| What to do |
Edit the lines from the start up to and including the line with "[[467, 225], [606, 222], [606, 137], [467, 164]]", changing "Target" to "Label" and leaving everything else as it is. Return only those lines.

•••

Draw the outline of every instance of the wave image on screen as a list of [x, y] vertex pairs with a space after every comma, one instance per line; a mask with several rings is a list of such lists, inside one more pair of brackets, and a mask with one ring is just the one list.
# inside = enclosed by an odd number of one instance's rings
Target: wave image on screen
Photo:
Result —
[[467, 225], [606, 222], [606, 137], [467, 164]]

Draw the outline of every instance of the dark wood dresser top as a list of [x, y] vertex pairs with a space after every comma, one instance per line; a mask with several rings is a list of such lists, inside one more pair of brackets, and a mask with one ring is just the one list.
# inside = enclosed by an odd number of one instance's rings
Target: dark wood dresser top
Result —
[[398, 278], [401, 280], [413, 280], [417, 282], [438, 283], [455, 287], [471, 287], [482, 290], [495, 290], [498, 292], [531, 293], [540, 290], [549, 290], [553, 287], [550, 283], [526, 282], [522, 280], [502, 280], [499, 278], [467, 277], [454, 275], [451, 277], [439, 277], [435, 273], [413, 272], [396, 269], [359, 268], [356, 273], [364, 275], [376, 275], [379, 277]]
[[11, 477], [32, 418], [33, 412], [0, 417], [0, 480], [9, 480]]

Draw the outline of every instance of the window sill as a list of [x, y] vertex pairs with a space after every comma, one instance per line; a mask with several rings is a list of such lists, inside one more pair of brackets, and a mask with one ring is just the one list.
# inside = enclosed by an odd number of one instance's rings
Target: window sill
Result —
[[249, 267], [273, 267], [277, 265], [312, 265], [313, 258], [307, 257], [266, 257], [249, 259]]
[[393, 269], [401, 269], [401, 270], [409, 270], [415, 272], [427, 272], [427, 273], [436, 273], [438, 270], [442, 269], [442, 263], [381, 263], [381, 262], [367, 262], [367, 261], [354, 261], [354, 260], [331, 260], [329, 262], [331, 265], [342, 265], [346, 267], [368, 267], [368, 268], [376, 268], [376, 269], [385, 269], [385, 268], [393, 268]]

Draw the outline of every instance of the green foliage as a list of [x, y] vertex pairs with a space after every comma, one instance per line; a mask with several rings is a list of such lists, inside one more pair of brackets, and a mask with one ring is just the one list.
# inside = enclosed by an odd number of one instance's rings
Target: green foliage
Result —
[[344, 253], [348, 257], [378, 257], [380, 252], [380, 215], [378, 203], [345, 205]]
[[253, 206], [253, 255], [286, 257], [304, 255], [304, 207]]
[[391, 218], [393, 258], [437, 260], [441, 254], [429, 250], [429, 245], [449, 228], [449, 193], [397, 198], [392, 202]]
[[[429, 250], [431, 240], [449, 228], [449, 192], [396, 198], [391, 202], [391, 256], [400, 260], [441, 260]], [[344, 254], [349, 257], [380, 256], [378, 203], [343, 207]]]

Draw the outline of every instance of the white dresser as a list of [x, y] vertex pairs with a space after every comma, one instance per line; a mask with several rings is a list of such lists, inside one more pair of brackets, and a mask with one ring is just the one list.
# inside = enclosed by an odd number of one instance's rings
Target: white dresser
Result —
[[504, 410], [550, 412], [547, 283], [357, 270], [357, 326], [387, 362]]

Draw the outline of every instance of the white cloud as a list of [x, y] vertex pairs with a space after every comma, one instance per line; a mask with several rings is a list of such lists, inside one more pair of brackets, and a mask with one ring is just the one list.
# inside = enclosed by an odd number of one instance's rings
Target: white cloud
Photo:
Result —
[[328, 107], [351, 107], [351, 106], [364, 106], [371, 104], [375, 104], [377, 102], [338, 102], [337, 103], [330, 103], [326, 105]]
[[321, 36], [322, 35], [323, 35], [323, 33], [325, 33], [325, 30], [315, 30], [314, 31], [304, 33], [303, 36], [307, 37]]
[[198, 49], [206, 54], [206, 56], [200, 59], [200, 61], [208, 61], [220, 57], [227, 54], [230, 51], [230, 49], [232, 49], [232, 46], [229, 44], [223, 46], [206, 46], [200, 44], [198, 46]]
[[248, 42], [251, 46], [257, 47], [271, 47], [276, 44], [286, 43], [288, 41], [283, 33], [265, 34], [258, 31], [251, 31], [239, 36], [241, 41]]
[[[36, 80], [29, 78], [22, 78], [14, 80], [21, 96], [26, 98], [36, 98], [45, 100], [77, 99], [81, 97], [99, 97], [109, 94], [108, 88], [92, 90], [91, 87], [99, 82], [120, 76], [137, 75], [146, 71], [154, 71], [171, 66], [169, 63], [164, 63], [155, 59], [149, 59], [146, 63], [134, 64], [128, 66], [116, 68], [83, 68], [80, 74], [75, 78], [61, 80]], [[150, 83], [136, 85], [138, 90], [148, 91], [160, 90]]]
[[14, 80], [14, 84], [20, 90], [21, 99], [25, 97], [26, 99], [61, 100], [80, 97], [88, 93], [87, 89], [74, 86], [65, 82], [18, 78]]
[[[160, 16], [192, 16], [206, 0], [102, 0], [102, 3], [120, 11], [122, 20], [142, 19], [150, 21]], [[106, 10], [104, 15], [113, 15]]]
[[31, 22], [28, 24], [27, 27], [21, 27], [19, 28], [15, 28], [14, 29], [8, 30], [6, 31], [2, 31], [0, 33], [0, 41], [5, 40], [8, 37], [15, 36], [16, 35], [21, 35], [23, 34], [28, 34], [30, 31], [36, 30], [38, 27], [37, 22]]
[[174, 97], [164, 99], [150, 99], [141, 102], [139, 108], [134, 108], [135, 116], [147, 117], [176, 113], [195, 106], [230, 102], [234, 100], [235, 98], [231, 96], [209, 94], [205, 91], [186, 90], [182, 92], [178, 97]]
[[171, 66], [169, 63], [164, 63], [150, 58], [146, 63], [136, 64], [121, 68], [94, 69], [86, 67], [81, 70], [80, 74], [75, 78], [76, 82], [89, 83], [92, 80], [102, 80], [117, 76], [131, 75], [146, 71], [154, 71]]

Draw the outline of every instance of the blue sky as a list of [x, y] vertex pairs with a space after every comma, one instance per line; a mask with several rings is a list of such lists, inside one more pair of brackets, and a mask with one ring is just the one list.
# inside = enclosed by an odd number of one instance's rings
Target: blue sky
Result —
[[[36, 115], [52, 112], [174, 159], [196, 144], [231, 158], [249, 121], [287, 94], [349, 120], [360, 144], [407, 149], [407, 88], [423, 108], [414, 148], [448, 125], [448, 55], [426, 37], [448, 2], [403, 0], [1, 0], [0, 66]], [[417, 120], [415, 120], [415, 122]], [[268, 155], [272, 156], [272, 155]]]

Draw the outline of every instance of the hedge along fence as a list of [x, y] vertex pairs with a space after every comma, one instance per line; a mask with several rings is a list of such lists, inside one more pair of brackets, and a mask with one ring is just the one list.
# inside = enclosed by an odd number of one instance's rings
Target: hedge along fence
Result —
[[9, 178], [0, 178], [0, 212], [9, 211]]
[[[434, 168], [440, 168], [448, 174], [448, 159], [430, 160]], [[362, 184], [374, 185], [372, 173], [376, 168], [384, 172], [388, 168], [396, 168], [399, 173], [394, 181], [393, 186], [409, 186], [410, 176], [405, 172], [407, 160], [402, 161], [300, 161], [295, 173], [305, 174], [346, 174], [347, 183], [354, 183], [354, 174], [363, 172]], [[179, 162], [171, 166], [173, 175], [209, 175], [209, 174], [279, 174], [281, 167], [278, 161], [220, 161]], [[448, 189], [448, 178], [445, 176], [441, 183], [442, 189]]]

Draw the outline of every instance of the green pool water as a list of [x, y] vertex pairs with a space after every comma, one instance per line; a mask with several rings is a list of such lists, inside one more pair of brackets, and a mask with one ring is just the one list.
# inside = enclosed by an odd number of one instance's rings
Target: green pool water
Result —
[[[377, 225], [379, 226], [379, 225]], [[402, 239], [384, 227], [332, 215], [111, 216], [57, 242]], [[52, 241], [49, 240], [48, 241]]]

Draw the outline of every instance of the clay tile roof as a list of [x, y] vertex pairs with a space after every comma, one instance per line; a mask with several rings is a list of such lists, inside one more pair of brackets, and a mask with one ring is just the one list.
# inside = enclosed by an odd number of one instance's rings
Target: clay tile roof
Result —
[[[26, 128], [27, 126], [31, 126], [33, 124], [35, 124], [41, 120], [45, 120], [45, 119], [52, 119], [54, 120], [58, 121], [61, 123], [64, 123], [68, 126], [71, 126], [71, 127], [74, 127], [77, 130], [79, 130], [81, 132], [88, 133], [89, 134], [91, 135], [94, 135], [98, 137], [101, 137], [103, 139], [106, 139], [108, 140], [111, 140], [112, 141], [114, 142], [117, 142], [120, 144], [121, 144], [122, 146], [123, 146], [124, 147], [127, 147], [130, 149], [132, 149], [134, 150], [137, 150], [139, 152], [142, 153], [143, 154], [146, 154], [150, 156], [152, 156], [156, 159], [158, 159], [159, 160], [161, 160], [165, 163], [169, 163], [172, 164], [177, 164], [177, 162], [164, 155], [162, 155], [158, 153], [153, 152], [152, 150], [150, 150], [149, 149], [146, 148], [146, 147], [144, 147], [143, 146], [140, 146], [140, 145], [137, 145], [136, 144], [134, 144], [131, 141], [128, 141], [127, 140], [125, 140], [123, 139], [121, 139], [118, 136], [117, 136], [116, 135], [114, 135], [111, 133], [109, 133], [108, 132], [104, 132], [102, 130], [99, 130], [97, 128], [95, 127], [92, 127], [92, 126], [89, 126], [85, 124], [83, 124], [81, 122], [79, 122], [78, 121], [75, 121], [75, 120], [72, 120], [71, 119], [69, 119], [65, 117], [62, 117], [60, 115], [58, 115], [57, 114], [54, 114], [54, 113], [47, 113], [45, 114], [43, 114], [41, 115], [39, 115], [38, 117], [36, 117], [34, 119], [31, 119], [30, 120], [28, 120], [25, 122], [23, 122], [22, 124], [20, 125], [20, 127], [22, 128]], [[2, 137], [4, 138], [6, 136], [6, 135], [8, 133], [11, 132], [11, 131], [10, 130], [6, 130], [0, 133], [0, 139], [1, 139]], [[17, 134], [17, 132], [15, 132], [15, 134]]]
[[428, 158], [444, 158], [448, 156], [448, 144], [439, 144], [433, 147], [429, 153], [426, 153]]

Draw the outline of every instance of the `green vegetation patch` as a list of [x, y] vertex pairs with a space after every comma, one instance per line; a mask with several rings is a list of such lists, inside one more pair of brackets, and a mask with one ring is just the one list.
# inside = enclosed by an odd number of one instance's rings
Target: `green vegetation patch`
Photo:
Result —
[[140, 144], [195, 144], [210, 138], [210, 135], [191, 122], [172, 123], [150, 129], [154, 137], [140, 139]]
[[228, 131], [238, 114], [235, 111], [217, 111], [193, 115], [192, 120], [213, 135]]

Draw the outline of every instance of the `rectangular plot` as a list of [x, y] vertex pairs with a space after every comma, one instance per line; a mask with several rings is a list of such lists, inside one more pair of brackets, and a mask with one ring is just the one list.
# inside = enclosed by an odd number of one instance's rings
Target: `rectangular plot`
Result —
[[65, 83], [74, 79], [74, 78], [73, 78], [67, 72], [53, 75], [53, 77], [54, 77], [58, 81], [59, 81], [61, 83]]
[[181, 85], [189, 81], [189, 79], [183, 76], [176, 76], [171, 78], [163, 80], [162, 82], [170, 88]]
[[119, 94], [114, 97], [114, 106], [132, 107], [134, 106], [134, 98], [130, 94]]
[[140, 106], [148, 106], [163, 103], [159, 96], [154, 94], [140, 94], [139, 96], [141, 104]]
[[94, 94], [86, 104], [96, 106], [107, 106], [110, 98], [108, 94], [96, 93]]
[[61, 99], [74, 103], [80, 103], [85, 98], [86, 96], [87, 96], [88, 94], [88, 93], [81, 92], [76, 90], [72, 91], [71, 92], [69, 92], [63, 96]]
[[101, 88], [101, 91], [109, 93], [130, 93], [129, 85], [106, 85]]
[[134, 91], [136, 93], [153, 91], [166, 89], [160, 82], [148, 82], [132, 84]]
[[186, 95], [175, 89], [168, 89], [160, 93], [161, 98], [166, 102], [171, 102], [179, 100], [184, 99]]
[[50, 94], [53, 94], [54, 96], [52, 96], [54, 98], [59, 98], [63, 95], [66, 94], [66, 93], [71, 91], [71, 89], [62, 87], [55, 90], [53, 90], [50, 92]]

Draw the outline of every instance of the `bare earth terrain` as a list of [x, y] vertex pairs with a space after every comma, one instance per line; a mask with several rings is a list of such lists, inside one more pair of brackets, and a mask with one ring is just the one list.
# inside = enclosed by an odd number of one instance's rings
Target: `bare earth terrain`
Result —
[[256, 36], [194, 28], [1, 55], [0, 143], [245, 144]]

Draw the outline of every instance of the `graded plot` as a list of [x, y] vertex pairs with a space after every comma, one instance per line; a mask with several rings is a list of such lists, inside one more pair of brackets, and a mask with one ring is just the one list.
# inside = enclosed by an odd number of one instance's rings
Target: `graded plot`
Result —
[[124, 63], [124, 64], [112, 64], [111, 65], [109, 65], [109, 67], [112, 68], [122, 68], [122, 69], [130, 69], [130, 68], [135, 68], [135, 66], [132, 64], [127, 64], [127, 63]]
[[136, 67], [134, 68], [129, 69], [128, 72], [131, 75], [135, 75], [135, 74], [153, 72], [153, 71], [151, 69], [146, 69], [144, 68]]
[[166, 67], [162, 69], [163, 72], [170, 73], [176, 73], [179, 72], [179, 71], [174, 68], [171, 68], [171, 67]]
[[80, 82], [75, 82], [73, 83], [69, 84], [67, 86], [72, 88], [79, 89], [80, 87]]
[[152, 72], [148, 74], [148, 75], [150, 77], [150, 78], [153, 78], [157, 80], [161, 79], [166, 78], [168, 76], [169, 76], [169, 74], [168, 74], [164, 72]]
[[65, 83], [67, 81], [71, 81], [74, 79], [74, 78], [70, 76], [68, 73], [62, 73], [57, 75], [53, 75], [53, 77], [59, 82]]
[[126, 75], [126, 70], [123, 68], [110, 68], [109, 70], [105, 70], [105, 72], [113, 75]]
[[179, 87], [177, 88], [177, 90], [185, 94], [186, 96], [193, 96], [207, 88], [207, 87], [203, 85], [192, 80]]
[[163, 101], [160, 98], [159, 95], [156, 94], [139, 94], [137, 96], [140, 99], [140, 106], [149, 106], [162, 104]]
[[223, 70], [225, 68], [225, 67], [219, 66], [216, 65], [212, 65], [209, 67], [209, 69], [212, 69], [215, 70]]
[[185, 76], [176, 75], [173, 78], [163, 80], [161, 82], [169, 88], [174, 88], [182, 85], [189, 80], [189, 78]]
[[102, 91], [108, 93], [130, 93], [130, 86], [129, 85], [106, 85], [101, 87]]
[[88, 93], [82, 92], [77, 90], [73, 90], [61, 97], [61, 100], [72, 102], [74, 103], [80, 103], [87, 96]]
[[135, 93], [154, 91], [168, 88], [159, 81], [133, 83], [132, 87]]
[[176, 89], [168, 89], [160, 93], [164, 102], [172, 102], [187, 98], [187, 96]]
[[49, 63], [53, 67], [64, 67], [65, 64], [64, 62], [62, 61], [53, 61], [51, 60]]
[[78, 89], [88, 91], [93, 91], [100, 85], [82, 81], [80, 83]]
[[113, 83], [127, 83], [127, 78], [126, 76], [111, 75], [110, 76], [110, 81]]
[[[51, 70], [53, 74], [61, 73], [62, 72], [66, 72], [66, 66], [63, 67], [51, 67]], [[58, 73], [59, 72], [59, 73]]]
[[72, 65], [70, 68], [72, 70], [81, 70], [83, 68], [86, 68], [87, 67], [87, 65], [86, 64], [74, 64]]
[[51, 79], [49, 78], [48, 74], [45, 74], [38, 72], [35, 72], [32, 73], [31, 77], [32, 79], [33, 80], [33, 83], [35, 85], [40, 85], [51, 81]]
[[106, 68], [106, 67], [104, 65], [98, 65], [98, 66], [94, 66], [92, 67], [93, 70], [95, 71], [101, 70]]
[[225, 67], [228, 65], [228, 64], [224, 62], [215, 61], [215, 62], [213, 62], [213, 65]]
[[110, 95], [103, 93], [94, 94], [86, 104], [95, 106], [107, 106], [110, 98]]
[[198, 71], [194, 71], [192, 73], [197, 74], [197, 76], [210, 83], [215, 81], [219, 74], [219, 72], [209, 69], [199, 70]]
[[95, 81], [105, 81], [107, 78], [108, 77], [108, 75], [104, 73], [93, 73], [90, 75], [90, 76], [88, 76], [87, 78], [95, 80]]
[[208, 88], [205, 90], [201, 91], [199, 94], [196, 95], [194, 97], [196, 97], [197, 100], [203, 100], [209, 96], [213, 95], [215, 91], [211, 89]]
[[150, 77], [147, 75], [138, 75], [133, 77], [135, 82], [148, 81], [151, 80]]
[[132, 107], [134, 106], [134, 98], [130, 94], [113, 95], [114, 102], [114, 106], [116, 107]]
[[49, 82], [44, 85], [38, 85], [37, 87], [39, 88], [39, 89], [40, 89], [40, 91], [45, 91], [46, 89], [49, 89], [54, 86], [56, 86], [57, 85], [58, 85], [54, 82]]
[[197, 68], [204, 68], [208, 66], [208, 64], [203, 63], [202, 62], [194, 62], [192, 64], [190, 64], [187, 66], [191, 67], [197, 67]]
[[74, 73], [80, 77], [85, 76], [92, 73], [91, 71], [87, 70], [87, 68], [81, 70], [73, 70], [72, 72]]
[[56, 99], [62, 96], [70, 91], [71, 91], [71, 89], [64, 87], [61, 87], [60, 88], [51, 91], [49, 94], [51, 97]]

•••

| Output for this exercise |
Draw the outline of every instance of the wave image on screen as a list of [x, y] vertex pairs with a space after every comma, one instance per line; a mask with several rings is a list of such lists, inside one more pair of brackets, and a mask with one ring is just the one list.
# inside = enclosed by an odd number of one instance's rings
Label: wave image on screen
Photo:
Result —
[[467, 225], [606, 222], [606, 137], [467, 164]]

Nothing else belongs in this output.